Task to carry out – List each line of the data below that contains the word "tire".

Data from a point labeling set:

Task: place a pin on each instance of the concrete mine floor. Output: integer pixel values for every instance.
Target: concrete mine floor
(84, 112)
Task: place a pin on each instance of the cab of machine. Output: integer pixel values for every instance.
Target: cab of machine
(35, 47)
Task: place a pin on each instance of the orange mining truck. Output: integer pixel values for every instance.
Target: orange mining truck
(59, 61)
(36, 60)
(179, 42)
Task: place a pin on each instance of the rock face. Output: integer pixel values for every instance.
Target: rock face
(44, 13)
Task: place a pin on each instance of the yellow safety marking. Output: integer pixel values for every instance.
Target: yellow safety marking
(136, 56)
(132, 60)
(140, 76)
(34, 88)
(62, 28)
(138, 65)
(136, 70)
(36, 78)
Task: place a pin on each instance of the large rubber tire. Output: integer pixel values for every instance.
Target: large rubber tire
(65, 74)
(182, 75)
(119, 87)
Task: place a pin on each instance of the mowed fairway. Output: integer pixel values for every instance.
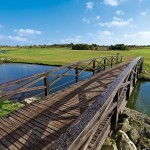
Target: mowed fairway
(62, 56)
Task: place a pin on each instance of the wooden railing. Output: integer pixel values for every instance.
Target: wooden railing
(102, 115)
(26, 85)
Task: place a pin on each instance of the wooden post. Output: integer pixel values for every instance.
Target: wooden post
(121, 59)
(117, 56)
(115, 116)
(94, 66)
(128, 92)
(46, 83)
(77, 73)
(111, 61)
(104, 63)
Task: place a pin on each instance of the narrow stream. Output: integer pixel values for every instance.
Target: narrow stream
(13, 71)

---

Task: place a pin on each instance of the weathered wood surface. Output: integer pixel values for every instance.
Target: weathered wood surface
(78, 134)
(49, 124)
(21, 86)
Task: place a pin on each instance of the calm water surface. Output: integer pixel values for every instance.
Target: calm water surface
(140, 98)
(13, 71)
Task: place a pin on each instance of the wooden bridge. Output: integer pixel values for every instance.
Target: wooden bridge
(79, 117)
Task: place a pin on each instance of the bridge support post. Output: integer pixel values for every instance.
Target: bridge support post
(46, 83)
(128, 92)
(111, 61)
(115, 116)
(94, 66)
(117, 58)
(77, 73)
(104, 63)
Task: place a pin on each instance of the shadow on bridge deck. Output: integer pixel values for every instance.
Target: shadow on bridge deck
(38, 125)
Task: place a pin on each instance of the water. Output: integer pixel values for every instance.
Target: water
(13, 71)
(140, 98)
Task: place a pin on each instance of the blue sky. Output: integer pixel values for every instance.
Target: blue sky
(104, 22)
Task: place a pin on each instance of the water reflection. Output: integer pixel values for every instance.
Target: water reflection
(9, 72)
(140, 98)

Reply to the task –
Task: place a pin on each instance of the large rubber tire. Output: integer pixel values for every instance.
Target: large rubber tire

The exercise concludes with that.